*Work item*. In the records below, the line with "box: [66, 22, 390, 239]" opens the range and the line with "59L282 24L164 37L77" closes it; print that range exactly and nothing else.

(Stored items)

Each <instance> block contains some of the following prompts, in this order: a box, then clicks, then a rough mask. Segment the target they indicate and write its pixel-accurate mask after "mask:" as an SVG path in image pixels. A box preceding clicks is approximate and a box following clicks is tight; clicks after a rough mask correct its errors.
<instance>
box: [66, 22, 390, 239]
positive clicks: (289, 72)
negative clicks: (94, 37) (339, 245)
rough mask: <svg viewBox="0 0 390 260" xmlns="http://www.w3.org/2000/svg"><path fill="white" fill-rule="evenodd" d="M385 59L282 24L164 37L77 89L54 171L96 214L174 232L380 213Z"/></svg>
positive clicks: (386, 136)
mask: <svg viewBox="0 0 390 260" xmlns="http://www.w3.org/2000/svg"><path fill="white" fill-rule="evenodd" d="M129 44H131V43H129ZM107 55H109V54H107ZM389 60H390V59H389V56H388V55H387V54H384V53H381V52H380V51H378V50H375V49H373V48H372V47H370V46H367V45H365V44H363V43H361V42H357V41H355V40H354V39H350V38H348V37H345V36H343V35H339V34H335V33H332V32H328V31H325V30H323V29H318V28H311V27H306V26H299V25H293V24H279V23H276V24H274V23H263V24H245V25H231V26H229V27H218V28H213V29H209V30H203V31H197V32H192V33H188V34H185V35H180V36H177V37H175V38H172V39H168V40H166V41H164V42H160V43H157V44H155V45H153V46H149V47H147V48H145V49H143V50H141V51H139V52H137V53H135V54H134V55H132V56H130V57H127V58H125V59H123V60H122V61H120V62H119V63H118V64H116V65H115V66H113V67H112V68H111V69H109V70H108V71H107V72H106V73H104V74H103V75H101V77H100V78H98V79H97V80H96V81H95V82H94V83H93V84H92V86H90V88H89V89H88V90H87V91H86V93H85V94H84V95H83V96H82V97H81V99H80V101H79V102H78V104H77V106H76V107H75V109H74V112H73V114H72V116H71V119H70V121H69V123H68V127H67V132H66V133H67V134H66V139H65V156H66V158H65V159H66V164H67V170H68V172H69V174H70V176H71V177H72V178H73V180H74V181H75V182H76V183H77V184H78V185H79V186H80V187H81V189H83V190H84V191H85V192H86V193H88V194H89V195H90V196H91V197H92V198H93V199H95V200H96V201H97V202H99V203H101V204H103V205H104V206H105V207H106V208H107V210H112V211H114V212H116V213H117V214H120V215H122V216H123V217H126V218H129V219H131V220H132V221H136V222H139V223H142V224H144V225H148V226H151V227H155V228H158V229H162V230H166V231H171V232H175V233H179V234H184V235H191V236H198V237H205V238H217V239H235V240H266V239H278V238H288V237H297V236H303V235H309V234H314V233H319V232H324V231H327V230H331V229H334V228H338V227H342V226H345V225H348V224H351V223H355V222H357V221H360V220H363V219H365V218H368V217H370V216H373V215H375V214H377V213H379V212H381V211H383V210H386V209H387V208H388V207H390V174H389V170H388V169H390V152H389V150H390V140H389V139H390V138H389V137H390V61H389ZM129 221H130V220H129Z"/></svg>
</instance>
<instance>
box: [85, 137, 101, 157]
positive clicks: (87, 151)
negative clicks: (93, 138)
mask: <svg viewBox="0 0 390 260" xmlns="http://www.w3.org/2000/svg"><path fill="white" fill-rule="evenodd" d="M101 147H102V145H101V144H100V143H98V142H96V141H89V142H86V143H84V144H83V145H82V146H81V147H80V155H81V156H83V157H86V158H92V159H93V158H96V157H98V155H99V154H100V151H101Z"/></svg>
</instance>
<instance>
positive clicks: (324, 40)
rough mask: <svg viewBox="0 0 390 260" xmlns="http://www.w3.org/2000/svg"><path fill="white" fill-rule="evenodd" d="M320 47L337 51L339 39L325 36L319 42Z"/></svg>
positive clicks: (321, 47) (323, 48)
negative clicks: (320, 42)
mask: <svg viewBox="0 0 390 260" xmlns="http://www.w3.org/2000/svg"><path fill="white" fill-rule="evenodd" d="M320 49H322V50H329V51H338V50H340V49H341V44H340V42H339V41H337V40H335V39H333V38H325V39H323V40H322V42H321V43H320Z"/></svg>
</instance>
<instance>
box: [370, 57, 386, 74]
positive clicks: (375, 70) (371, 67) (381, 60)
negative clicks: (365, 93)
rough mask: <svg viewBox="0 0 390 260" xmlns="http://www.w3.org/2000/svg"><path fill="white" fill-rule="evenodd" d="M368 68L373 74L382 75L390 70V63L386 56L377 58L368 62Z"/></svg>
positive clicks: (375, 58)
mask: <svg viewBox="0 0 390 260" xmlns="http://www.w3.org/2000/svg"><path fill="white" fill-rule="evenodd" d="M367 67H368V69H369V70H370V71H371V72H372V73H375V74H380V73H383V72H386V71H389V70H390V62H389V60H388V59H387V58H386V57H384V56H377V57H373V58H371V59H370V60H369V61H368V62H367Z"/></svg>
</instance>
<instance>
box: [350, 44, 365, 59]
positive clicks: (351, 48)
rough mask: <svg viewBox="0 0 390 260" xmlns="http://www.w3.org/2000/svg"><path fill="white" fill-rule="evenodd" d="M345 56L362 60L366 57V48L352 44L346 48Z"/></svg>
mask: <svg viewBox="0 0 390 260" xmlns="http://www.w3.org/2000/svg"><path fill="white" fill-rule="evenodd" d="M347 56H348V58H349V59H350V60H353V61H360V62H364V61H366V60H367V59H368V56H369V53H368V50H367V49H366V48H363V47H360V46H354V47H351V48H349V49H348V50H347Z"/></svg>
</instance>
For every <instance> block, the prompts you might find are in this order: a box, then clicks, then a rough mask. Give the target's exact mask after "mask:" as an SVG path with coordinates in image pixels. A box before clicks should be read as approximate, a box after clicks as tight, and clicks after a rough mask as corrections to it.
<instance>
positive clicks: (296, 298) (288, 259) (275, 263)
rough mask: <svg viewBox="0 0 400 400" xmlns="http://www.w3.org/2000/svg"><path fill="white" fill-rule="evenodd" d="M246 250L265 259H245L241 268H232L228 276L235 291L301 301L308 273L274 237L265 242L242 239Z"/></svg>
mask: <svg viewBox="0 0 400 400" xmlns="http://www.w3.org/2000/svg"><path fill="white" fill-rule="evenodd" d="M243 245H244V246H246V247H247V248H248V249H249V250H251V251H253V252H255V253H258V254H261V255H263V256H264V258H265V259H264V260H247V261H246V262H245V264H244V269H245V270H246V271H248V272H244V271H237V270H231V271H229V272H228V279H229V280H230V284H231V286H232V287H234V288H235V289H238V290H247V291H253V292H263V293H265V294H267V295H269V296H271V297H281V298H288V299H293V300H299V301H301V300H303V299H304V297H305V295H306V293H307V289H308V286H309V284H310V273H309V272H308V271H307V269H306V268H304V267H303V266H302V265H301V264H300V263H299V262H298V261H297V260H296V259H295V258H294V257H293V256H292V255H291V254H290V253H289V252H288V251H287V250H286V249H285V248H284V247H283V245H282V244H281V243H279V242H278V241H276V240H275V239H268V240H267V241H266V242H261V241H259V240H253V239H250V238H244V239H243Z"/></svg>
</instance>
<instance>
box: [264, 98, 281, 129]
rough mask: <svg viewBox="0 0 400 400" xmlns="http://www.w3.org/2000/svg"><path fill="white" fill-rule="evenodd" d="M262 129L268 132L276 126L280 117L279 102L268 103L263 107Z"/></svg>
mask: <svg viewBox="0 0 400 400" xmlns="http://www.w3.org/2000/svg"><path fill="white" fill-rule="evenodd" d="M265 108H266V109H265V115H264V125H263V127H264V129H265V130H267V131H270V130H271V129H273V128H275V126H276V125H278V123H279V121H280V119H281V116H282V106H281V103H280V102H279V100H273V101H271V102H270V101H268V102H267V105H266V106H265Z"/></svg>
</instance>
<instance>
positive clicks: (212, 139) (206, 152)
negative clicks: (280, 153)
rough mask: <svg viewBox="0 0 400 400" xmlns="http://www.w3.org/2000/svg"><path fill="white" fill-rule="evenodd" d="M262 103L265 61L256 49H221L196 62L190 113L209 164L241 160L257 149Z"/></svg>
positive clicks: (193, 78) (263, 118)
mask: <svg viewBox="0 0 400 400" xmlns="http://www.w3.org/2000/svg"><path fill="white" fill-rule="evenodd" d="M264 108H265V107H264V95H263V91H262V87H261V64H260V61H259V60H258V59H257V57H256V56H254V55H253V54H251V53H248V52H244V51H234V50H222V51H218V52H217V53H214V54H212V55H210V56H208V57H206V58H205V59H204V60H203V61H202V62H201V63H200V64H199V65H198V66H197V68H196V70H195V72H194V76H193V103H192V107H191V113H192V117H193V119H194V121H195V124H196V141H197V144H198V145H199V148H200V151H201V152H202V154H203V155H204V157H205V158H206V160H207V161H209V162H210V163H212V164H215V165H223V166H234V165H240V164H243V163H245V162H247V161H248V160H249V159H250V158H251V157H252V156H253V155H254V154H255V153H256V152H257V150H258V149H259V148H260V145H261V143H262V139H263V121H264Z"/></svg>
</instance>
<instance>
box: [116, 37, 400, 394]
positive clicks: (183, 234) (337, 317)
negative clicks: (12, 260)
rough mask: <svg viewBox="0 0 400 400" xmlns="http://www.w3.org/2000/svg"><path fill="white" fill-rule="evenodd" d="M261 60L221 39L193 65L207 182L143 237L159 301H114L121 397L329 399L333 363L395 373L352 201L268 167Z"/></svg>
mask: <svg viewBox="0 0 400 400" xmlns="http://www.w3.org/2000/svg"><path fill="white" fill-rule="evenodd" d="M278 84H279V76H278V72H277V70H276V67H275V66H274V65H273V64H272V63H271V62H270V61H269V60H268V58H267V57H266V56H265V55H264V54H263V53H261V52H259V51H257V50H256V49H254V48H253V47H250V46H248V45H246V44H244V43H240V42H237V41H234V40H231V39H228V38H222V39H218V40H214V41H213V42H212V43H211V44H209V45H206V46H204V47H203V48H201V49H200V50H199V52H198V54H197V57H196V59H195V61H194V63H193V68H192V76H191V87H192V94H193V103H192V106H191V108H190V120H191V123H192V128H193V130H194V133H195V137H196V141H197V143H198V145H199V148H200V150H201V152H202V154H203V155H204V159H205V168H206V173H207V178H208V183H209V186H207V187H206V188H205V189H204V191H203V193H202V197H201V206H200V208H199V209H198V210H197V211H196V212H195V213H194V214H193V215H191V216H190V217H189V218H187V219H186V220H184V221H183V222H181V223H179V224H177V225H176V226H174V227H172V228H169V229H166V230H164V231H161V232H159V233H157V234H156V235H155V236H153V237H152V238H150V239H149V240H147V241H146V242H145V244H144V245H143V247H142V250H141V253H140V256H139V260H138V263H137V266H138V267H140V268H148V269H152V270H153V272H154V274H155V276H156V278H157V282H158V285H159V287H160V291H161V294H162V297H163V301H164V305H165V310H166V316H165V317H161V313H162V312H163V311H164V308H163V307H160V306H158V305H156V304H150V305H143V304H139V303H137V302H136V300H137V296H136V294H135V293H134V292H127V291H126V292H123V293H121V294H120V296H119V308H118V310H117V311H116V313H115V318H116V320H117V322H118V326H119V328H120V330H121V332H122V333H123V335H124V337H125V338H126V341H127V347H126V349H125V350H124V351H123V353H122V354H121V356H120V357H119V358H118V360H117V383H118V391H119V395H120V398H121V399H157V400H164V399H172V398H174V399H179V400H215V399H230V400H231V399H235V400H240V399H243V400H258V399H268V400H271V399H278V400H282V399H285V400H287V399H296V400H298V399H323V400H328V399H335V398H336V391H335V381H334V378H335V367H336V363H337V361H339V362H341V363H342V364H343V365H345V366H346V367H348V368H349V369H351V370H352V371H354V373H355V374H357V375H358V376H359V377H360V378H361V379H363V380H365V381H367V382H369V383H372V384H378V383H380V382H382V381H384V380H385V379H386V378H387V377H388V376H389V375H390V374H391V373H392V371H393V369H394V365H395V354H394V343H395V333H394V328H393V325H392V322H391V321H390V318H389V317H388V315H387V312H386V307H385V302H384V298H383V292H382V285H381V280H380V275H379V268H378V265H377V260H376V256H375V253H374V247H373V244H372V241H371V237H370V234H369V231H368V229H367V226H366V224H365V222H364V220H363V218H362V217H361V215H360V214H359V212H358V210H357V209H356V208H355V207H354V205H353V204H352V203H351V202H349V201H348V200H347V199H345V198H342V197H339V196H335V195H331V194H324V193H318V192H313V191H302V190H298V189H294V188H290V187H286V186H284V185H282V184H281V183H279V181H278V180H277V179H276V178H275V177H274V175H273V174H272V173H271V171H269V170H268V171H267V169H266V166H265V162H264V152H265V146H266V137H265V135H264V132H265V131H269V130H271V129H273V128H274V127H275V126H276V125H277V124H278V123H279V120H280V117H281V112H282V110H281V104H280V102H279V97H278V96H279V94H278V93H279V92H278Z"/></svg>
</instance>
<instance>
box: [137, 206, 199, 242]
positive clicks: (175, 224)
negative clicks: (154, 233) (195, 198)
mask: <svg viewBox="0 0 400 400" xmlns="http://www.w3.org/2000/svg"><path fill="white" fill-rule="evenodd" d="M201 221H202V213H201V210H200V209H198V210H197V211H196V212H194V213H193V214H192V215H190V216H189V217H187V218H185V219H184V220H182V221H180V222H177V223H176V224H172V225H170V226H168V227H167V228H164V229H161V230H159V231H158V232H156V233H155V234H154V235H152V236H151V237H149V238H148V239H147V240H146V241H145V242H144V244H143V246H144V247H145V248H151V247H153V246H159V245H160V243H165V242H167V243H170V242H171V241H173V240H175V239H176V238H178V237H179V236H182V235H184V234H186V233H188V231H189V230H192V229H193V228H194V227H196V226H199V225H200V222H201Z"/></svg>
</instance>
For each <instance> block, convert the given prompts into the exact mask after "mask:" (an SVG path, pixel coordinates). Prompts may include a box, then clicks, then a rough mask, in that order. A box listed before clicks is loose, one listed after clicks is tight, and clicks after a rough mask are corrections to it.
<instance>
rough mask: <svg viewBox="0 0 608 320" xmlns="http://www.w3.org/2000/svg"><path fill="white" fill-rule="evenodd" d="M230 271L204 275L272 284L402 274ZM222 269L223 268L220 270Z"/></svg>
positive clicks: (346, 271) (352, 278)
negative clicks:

*Written solution*.
box: [66, 22, 390, 239]
positive clicks: (289, 72)
negative clicks: (94, 37) (339, 245)
rough mask: <svg viewBox="0 0 390 260" xmlns="http://www.w3.org/2000/svg"><path fill="white" fill-rule="evenodd" d="M385 59L282 24L164 37L77 89L54 171L96 214L174 232L380 213Z"/></svg>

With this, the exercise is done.